■ REQUEST
Go through the material below and keep only the lines that contain the word "every". Copy each of those lines in full.

■ DATA SECTION
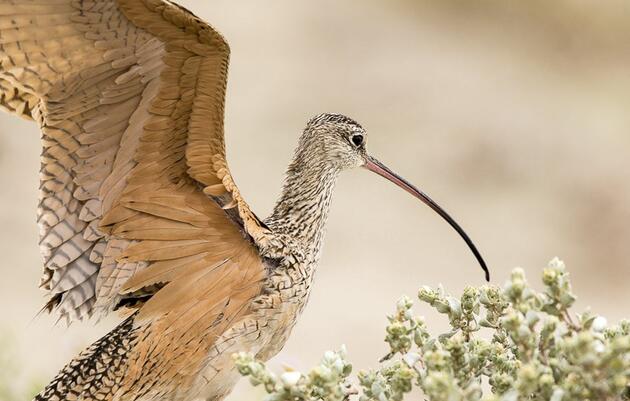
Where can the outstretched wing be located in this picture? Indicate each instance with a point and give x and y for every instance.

* * *

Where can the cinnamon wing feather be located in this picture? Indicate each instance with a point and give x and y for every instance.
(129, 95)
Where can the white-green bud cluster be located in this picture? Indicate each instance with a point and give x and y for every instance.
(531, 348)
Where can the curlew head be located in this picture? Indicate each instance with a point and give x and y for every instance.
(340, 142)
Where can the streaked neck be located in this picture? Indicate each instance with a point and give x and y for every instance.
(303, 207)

■ PROBLEM SOLUTION
Where can the outstretched wing be located in this picture? Indicate each instance with a point and give x and y for every instance.
Where can the cinnamon wing feather be located in this picture? Indicate each instance with a point and give x and y for every instance.
Where can the white-green bud cluster be located in this picture? Indicate each instance with a point and give x and y for every instance.
Where can the curlew head be located in this picture? Indicate each instance with a point and give x and y for every instance.
Where can the streaked neck be located in this picture? Indicate each instance with a point and give x and y for every instance.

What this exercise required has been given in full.